• Task description
In the article below on Eric Garcetti's ambassador nomination, retype the passage starting at the words "Six months ago, President" and stopping after "been unusually slow.".

Six months ago, President Biden nominated Mayor Eric Garcetti of Los Angeles to be U.S. ambassador to India. Since then, the confirmation process has been unusually slow.
That is partly because Republicans have held up scores of the president’s nominations. But it is also because of turmoil in the Garcetti administration and more generally at City Hall.
On Tuesday, the mayor finally testified before the Senate Committee on Foreign Relations. To cut to the chase, Garcetti denied knowing that a Los Angeles police officer on his security detail had complained of sexual harassment by a top aide.
Responding to Senator Jeanne Shaheen, Democrat of New Hampshire, the mayor said he “never witnessed” the alleged harassment, “nor was it brought to my attention.” If it had been, he added, he would have acted to stop it, saying that opposition to workplace abuses was “a core issue” for him.
The mild exchange capped months of speculation over whether Los Angeles’s current wave of City Hall scandal would cost Garcetti a long-sought place in the Biden administration. Garcetti, who joined Biden’s inner circle after ending his own presidential bid in 2020, had at one point appeared to be in contention for a cabinet post.
As the pandemic spiked in Southern California, Garcetti took himself out of the running for a gig with the White House. He accepted the ambassadorial nomination in July as infections waned and the city began to look ahead to next year’s mayoral election, which he can’t run in after serving two terms. Since then, however, anxiety around homelessness and crime has risen, and City Hall has become the hub of a wider-than-usual array of corruption charges.

• Given entries
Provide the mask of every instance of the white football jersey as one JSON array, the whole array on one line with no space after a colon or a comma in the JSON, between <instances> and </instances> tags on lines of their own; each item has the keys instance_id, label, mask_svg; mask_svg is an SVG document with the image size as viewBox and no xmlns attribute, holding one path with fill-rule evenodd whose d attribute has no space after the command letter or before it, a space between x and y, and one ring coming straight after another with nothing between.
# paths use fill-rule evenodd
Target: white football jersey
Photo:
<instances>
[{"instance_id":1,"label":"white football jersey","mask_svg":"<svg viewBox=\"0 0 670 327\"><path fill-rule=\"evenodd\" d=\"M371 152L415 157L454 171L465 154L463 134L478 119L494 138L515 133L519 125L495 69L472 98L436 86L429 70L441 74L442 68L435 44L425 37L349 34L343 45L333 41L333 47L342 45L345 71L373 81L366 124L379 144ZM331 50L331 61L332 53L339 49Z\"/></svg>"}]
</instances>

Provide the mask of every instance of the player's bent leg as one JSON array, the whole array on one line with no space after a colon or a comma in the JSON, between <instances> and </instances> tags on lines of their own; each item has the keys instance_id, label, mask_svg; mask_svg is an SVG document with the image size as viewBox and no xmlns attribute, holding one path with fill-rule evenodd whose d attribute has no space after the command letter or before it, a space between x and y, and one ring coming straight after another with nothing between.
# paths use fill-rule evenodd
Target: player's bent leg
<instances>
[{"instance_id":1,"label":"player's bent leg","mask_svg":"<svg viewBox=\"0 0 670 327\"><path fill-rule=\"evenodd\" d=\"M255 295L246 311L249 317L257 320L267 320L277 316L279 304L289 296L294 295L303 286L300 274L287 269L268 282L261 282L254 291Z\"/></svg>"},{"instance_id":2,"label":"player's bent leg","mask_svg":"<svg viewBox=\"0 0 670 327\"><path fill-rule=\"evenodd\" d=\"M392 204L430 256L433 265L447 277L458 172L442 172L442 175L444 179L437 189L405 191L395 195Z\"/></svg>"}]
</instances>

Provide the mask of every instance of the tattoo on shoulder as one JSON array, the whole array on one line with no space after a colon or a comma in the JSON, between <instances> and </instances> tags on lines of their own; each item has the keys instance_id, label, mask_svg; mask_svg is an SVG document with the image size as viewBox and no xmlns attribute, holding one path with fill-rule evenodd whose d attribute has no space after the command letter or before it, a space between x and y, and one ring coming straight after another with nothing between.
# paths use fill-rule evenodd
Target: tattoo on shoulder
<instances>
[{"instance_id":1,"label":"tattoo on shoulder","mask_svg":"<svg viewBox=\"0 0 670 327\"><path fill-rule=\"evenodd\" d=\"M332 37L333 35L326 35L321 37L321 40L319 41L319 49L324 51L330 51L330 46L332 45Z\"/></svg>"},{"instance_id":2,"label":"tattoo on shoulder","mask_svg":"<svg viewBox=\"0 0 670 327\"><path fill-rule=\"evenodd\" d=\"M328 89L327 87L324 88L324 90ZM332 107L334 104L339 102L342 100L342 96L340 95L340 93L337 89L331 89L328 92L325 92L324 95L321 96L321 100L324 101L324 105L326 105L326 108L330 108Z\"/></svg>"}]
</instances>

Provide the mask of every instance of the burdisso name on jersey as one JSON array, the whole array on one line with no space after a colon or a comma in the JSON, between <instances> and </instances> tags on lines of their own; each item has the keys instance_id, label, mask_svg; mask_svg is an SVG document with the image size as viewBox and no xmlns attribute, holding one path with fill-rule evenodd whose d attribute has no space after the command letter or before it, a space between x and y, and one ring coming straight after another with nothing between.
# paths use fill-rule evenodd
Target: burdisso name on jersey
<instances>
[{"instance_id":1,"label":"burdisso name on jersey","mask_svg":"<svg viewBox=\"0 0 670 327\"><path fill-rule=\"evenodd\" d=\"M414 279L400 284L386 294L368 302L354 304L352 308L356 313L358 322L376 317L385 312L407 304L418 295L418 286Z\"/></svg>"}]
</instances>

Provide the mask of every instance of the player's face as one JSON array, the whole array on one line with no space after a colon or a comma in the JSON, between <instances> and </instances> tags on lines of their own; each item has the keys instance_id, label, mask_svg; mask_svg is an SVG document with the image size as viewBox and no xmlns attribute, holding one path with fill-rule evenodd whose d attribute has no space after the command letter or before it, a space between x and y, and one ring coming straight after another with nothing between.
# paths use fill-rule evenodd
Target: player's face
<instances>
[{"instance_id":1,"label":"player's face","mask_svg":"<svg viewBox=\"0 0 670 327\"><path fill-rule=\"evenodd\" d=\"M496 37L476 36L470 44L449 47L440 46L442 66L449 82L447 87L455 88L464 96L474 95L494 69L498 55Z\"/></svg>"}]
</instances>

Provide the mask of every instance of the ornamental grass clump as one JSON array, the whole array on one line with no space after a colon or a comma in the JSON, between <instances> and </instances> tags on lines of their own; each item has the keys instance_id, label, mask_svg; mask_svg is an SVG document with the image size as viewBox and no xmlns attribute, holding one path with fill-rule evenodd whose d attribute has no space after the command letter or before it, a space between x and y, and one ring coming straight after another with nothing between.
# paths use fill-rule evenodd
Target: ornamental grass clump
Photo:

---

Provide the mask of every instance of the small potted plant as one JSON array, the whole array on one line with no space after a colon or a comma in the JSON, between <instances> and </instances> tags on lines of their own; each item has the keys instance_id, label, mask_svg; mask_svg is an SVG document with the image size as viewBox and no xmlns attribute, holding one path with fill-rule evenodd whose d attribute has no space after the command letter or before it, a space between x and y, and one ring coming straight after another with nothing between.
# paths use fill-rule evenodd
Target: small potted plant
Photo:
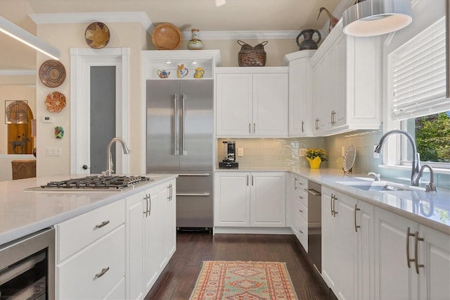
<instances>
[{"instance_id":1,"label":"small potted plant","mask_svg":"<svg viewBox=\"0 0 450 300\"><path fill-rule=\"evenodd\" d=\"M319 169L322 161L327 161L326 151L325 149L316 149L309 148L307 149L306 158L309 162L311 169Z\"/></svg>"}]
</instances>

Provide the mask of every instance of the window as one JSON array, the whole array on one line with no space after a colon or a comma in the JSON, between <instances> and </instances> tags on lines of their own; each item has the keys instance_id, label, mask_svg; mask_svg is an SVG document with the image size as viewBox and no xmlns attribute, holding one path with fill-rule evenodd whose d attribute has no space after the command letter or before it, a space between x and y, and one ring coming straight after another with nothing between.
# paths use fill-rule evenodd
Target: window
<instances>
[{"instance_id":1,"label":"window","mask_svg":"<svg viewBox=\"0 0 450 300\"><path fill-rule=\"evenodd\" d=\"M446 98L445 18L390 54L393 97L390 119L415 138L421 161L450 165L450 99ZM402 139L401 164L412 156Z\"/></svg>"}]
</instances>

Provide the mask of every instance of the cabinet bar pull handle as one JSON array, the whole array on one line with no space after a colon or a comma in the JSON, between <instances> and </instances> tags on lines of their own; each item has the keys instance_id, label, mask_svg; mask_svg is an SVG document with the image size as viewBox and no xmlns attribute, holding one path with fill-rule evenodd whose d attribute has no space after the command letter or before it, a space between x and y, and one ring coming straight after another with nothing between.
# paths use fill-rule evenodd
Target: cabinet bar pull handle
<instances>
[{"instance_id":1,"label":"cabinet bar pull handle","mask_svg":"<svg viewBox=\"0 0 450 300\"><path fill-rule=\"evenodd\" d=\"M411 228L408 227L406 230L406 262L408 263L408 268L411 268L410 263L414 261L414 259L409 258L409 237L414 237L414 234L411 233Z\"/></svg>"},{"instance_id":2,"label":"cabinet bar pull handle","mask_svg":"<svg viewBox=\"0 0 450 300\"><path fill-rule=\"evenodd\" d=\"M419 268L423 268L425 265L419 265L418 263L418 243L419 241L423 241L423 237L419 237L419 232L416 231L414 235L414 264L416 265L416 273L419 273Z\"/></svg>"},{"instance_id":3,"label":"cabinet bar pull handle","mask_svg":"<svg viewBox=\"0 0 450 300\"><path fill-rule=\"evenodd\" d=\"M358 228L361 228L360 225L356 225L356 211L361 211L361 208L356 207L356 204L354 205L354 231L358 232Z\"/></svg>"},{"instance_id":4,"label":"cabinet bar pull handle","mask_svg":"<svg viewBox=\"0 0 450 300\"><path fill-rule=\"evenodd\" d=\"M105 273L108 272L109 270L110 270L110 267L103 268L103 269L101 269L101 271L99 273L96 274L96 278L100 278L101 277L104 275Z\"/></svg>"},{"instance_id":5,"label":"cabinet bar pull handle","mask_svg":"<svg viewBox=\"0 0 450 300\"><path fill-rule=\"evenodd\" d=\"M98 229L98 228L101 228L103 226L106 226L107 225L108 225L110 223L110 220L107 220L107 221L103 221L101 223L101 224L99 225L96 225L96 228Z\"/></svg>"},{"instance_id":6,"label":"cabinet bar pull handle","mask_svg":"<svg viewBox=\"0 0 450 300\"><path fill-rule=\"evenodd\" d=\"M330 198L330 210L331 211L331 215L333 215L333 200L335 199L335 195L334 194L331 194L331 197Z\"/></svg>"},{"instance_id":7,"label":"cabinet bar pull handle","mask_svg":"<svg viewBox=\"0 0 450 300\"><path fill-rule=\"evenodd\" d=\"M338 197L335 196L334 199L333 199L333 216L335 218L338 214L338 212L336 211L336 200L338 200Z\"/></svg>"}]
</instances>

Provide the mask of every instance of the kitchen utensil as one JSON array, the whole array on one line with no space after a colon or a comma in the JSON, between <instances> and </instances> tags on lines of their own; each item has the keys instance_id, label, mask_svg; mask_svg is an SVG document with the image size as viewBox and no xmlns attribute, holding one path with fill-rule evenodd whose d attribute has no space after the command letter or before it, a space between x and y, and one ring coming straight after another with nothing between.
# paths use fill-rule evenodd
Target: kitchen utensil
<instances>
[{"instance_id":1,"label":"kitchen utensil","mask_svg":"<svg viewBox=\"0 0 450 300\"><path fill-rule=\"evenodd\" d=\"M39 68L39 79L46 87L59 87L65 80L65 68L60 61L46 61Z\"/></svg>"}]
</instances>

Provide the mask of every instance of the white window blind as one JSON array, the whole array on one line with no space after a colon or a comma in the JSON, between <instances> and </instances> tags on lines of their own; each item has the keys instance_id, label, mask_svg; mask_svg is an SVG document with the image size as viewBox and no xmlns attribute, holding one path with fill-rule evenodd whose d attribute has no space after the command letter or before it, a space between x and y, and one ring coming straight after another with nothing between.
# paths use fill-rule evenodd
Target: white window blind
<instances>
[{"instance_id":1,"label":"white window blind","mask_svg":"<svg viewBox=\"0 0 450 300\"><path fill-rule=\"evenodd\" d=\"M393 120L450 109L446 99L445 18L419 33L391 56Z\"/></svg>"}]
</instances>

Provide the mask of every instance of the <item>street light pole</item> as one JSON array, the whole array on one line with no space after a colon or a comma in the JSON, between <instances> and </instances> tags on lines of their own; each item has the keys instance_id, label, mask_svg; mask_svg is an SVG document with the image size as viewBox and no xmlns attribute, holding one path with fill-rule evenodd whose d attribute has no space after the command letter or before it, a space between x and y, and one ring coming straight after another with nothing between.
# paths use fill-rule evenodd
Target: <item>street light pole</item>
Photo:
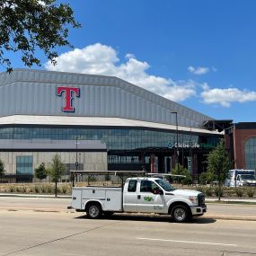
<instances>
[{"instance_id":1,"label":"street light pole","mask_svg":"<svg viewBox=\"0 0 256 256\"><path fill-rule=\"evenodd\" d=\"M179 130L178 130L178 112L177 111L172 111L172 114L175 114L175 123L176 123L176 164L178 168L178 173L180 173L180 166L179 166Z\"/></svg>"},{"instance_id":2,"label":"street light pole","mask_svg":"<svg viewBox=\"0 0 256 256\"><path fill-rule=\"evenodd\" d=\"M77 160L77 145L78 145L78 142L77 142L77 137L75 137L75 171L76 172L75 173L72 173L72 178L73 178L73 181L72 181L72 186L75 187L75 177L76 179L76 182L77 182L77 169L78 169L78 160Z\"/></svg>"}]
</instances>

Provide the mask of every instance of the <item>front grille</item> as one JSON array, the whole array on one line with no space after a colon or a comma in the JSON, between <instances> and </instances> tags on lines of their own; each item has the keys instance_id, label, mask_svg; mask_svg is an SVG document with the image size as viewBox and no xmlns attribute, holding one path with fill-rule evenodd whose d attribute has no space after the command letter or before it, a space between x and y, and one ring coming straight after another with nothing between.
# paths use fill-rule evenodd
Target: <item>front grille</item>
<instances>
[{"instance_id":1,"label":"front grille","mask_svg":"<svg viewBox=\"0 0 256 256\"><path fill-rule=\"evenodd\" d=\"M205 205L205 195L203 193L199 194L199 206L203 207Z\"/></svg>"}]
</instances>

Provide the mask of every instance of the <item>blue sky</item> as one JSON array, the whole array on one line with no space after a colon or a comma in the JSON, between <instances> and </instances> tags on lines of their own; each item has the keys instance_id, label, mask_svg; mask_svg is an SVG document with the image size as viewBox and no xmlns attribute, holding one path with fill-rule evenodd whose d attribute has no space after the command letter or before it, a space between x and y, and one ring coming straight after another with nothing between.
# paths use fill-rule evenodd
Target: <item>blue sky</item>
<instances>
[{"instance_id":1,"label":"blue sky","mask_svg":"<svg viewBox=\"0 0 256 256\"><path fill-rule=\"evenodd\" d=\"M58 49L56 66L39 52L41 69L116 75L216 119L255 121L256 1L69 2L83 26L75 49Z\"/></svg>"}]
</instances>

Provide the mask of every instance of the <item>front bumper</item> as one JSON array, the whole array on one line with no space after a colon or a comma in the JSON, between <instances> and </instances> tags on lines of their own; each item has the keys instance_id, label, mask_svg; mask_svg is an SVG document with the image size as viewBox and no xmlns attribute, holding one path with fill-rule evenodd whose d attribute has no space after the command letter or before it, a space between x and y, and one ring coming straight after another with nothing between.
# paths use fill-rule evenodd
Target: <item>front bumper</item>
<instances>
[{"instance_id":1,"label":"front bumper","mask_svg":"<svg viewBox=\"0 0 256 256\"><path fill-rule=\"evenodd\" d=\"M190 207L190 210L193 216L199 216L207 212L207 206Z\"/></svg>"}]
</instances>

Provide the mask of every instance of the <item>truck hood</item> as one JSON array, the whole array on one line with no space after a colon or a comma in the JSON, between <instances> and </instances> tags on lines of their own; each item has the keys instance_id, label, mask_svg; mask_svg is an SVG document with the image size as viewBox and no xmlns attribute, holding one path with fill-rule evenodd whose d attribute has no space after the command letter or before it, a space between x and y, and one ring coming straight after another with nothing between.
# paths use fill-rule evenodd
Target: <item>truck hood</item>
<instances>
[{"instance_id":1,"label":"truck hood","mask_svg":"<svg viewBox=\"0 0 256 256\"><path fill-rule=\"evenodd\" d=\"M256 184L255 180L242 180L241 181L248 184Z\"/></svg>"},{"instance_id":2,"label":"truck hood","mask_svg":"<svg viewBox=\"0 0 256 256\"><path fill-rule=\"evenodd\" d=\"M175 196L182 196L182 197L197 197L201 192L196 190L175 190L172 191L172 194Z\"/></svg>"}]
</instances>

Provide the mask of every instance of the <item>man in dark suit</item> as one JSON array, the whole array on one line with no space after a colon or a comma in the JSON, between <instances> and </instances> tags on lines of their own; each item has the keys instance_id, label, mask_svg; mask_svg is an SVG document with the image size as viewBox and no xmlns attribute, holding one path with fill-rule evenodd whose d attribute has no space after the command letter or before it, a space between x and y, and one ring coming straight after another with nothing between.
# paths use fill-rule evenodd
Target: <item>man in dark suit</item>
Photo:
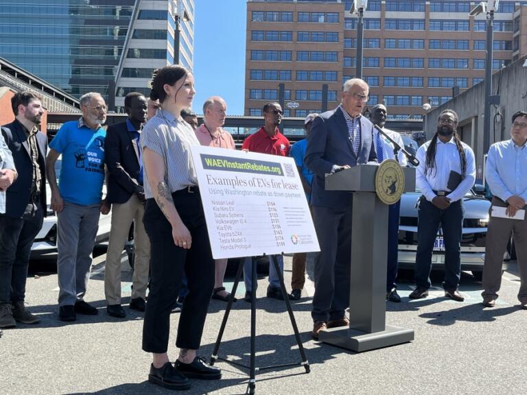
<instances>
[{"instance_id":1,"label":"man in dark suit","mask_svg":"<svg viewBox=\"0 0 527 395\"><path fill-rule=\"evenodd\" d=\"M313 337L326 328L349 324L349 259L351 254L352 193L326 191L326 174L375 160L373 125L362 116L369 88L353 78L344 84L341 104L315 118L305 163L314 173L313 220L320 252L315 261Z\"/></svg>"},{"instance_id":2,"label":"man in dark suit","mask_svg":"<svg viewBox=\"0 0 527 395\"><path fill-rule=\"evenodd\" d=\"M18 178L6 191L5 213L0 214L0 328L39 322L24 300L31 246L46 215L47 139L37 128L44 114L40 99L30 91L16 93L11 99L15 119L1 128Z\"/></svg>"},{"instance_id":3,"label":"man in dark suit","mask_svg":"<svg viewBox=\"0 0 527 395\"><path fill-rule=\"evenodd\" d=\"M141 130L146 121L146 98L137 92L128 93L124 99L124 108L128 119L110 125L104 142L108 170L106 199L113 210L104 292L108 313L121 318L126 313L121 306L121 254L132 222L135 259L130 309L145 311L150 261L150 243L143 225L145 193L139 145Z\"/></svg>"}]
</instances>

--

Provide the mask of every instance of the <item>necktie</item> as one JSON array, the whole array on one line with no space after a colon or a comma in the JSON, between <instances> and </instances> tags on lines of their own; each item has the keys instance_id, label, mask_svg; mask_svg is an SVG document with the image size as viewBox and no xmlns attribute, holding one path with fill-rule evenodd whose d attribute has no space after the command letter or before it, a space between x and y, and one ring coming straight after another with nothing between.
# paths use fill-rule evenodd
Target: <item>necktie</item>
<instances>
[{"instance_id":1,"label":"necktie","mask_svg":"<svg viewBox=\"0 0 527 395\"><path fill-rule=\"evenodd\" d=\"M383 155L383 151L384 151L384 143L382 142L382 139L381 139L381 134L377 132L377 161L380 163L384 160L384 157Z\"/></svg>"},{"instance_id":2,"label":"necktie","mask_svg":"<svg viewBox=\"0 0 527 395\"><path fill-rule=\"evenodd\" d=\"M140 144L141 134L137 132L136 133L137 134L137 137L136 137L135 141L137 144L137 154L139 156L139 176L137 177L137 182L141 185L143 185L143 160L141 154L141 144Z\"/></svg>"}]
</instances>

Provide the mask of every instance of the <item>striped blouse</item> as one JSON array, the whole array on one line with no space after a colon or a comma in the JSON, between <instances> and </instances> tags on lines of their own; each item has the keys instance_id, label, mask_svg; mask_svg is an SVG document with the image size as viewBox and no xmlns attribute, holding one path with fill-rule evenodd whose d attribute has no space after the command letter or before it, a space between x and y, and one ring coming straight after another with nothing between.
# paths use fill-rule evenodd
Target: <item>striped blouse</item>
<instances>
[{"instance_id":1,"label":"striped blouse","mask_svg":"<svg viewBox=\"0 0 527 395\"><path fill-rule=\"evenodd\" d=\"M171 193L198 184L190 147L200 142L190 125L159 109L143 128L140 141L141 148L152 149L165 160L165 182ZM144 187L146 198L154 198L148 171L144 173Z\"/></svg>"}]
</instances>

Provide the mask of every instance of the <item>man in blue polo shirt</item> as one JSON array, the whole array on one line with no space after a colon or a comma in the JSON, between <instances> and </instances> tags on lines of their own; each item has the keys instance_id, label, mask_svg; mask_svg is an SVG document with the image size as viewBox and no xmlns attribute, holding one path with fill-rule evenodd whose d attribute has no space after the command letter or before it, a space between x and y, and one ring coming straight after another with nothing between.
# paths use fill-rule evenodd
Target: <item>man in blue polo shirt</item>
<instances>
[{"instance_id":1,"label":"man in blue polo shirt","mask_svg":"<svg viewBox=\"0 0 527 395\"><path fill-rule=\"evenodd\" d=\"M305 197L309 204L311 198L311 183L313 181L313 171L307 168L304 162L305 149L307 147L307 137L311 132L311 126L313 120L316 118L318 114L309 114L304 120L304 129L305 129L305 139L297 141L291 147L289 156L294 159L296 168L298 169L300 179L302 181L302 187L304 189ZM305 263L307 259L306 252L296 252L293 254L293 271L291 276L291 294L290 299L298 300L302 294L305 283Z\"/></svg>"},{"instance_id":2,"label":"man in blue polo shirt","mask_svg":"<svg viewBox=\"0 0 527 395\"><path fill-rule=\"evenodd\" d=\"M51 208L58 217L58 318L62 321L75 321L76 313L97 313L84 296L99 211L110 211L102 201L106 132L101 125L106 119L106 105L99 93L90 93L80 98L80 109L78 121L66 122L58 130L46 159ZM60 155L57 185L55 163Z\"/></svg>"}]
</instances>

• Reply
Six months ago, President Biden nominated Mayor Eric Garcetti of Los Angeles to be U.S. ambassador to India. Since then, the confirmation process has been unusually slow.